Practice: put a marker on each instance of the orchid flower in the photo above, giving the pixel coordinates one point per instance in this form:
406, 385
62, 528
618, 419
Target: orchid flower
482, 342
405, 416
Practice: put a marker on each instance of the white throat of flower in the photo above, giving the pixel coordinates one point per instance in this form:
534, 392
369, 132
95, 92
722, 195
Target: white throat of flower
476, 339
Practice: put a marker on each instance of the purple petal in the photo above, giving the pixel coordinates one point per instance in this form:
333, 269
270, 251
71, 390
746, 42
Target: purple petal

...

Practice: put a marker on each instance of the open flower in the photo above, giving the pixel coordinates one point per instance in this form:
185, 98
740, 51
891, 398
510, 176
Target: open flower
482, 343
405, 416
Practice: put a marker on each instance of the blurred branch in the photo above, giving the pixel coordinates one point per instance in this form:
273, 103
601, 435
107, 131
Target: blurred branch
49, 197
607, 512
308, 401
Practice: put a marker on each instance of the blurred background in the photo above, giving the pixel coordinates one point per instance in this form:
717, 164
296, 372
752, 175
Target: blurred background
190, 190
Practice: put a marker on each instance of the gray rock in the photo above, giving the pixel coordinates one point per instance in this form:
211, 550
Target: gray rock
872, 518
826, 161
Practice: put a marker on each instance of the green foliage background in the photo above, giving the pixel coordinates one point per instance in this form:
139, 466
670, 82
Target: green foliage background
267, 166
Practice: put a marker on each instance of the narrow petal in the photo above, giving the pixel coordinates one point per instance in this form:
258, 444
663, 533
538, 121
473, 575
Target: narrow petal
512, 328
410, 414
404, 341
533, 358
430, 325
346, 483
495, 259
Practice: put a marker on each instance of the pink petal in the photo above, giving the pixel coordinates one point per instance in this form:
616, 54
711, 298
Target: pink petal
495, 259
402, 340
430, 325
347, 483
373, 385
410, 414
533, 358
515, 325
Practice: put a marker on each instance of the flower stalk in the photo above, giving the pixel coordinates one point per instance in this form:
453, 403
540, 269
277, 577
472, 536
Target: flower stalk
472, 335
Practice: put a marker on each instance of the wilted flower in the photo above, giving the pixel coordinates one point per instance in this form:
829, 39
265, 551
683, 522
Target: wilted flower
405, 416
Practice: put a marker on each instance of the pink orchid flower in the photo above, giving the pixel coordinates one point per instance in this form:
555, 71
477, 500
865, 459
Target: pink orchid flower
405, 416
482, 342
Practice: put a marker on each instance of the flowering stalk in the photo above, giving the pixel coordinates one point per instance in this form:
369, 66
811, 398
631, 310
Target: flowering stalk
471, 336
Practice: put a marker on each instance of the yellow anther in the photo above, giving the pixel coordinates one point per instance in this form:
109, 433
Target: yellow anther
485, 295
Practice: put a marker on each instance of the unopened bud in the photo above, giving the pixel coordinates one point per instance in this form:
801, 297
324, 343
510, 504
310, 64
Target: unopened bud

**What you are asked to do:**
Retype exactly the span of lines from the one with "Target: white throat of flower" through the one with "Target: purple petal"; include both ends and omit the rest of the material.

**Exercise response:**
Target: white throat of flower
476, 339
Practice: put a marker on each instance of the purple petal in the photo above, giving the pixel coordinates one point per instance in this form:
333, 269
270, 251
71, 390
746, 42
Target: purple petal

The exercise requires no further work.